▼

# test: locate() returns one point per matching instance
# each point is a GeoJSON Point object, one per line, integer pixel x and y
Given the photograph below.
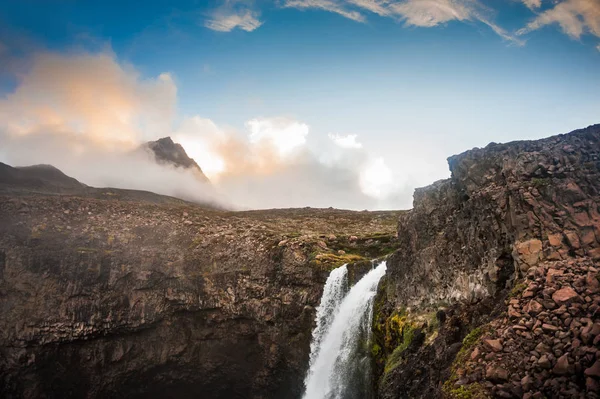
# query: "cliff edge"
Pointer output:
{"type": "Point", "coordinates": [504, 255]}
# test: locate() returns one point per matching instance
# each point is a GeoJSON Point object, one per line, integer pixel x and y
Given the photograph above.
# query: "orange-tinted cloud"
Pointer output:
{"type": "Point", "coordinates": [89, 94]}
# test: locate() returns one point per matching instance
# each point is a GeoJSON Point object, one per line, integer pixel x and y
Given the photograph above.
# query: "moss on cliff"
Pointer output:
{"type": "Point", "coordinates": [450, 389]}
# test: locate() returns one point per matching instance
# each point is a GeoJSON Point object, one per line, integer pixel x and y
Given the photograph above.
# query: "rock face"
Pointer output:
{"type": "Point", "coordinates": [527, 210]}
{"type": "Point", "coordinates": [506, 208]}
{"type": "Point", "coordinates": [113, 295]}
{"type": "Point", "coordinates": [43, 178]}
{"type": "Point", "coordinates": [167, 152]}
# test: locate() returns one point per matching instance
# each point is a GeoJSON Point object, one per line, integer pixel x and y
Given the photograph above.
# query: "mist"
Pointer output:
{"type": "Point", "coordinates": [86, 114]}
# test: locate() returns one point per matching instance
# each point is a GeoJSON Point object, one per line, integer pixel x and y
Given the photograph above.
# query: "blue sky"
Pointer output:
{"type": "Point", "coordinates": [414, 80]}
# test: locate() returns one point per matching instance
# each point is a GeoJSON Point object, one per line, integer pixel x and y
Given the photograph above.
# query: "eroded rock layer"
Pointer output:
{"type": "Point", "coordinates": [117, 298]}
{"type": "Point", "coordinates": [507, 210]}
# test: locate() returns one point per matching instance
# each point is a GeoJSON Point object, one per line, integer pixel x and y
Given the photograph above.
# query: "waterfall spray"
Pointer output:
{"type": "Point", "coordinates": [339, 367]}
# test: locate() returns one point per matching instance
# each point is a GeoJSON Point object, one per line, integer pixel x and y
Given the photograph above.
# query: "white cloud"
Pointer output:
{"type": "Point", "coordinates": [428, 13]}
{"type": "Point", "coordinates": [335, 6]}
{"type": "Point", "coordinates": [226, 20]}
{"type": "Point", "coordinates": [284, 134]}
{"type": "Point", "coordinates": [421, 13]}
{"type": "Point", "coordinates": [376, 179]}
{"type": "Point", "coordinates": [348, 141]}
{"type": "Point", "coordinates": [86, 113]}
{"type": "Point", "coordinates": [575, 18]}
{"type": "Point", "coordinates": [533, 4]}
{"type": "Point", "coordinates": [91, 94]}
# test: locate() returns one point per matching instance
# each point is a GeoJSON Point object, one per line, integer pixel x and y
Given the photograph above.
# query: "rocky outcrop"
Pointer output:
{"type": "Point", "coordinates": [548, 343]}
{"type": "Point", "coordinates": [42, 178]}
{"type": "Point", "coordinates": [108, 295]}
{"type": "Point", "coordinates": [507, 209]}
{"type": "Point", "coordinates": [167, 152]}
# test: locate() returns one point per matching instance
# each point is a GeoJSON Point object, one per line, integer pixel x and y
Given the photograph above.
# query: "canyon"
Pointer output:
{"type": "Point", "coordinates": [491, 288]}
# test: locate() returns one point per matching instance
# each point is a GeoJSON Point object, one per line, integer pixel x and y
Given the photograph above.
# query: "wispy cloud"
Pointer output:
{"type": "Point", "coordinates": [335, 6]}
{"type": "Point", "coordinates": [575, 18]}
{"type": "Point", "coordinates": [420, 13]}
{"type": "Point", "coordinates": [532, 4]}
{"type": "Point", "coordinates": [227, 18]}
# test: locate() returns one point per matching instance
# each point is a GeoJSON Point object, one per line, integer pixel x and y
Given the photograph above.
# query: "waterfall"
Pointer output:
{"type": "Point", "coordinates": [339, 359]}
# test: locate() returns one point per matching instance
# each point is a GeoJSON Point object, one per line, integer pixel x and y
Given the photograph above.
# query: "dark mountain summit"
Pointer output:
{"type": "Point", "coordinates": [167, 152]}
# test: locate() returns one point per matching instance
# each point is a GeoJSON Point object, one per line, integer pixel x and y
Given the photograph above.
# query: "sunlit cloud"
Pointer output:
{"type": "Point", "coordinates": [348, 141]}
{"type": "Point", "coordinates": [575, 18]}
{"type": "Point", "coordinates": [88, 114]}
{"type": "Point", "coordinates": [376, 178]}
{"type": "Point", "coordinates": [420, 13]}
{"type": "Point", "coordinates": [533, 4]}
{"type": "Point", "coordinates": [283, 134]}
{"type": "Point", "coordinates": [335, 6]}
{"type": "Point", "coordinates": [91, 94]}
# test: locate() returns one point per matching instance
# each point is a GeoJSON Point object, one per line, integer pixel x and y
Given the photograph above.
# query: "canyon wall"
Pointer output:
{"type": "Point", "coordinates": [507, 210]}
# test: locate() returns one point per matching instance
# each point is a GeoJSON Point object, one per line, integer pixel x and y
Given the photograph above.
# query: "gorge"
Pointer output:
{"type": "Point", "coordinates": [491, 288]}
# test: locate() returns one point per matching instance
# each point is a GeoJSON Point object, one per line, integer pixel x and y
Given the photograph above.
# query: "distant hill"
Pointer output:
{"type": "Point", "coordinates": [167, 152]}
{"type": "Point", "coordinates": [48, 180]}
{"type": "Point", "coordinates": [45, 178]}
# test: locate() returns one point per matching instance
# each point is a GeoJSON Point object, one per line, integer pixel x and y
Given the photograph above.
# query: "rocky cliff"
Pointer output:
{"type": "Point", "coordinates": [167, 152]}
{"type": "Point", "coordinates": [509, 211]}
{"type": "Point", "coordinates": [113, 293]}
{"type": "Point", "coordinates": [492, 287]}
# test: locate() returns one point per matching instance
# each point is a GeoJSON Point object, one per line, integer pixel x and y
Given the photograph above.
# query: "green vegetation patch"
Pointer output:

▲

> _Aim_:
Copy each line exactly, and leave the pictures out of your copy.

> _Exercise solution_:
# test: locate() returns one point per matching instance
# each point is a GeoJSON Point object, one per line, integer pixel x and y
Given the photograph below.
# query: "cliff edge"
Pointer output:
{"type": "Point", "coordinates": [504, 255]}
# test: locate() returns one point per matching instance
# each point is a GeoJSON Point object, one per line, integer pixel x and y
Given the photograph above.
# query: "orange-tinted cloud"
Pointer output:
{"type": "Point", "coordinates": [89, 94]}
# test: locate() returns one point per matching instance
# each point is a GeoJSON Point object, one per line, integer pixel x and y
Given the photograph above.
# query: "moss on cliff"
Pointer output:
{"type": "Point", "coordinates": [450, 389]}
# test: locate() returns one point per matching instance
# each point is a GeoJSON Point object, one per line, integer pixel x and y
Given the photograph above.
# query: "rock face"
Pointer output:
{"type": "Point", "coordinates": [527, 210]}
{"type": "Point", "coordinates": [506, 208]}
{"type": "Point", "coordinates": [113, 295]}
{"type": "Point", "coordinates": [43, 178]}
{"type": "Point", "coordinates": [167, 152]}
# test: locate() returns one point per matching instance
# each point is a GeoJSON Point object, one per line, integer pixel x and y
Given the photograph above.
# query: "mist"
Pointer output:
{"type": "Point", "coordinates": [86, 114]}
# test: locate() returns one point per matching instance
# each point is a GeoJSON Point object, one per line, integer pixel x and y
Given the photograph above.
# query: "blue sky"
Pointer output:
{"type": "Point", "coordinates": [414, 80]}
# test: locate() returns one point per matching instance
# each point is a GeoJSON Point object, one per line, integer pixel x and y
Given the photograph above.
# query: "eroded rock layer"
Pointer output:
{"type": "Point", "coordinates": [117, 298]}
{"type": "Point", "coordinates": [507, 210]}
# test: locate() returns one point per matching instance
# each point is a GeoJSON Point object, one per line, integer pixel x and y
Given the photograph above.
# query: "waterfall spray"
Pointer output:
{"type": "Point", "coordinates": [339, 367]}
# test: locate() returns one point per matching instance
# each point is a GeoJSON Point object, one per line, integer pixel x and y
Given the photograph above.
# query: "white cloud"
Pointer output:
{"type": "Point", "coordinates": [428, 13]}
{"type": "Point", "coordinates": [335, 6]}
{"type": "Point", "coordinates": [226, 20]}
{"type": "Point", "coordinates": [284, 134]}
{"type": "Point", "coordinates": [421, 13]}
{"type": "Point", "coordinates": [376, 179]}
{"type": "Point", "coordinates": [348, 141]}
{"type": "Point", "coordinates": [86, 113]}
{"type": "Point", "coordinates": [575, 18]}
{"type": "Point", "coordinates": [533, 4]}
{"type": "Point", "coordinates": [91, 94]}
# test: locate() returns one point per matching instance
# each point is a GeoJSON Point object, one per line, integer pixel x and y
Given the photograph above.
# query: "rocky outcrop"
Pointer output:
{"type": "Point", "coordinates": [548, 343]}
{"type": "Point", "coordinates": [42, 178]}
{"type": "Point", "coordinates": [108, 295]}
{"type": "Point", "coordinates": [507, 209]}
{"type": "Point", "coordinates": [167, 152]}
# test: locate() returns one point per matching instance
# each point is a GeoJSON Point object, one per line, integer pixel x and y
Given the photograph above.
# query: "canyon"
Pointer output:
{"type": "Point", "coordinates": [491, 288]}
# test: locate() returns one point per matching instance
# each point is a GeoJSON Point object, one per line, integer pixel x and y
Given the photograph above.
# query: "wispy cloud"
Pointer output:
{"type": "Point", "coordinates": [335, 6]}
{"type": "Point", "coordinates": [575, 18]}
{"type": "Point", "coordinates": [420, 13]}
{"type": "Point", "coordinates": [532, 4]}
{"type": "Point", "coordinates": [227, 18]}
# test: locate() returns one point per matching instance
# each point is a GeoJSON Point object, one per line, integer pixel x and y
Given the photograph above.
# query: "waterfall"
Pointer output:
{"type": "Point", "coordinates": [339, 359]}
# test: locate() returns one point per matching instance
# each point is a GeoJSON Point object, one per line, integer pixel x and y
Given the photograph above.
# query: "dark mountain summit"
Pointer output:
{"type": "Point", "coordinates": [167, 152]}
# test: locate() returns one point per matching instance
# each point is a GeoJSON Point object, one per line, integer pixel x and y
Given the photograph above.
# query: "sunlit cloud"
Pointer output:
{"type": "Point", "coordinates": [348, 141]}
{"type": "Point", "coordinates": [575, 18]}
{"type": "Point", "coordinates": [88, 114]}
{"type": "Point", "coordinates": [376, 178]}
{"type": "Point", "coordinates": [420, 13]}
{"type": "Point", "coordinates": [533, 4]}
{"type": "Point", "coordinates": [283, 134]}
{"type": "Point", "coordinates": [335, 6]}
{"type": "Point", "coordinates": [91, 94]}
# test: locate() returns one point per matching instance
# each point is a GeoJSON Point object, one per line, integer pixel x and y
Given the photograph above.
# query: "canyon wall"
Pointer output:
{"type": "Point", "coordinates": [507, 210]}
# test: locate() returns one point per matching instance
# each point is a GeoJSON Point object, one per line, integer pixel x and y
Given the photograph above.
# query: "gorge"
Pointer output:
{"type": "Point", "coordinates": [491, 288]}
# test: locate() returns one point per matching instance
# each point is a GeoJSON Point object, one per line, integer pixel x and y
Given the photograph above.
# query: "distant hill"
Pointer output:
{"type": "Point", "coordinates": [167, 152]}
{"type": "Point", "coordinates": [48, 180]}
{"type": "Point", "coordinates": [45, 178]}
# test: locate() returns one point per matching instance
# each point is a GeoJSON Point object, one per line, integer pixel x and y
Given the photograph above.
# query: "rocky cliff"
Pointer output:
{"type": "Point", "coordinates": [167, 152]}
{"type": "Point", "coordinates": [509, 211]}
{"type": "Point", "coordinates": [113, 293]}
{"type": "Point", "coordinates": [492, 287]}
# test: locate() returns one point per matching instance
# each point is a GeoJSON Point object, one per line, integer pixel x and y
Given the photograph above.
# query: "green vegetation patch"
Pointer output:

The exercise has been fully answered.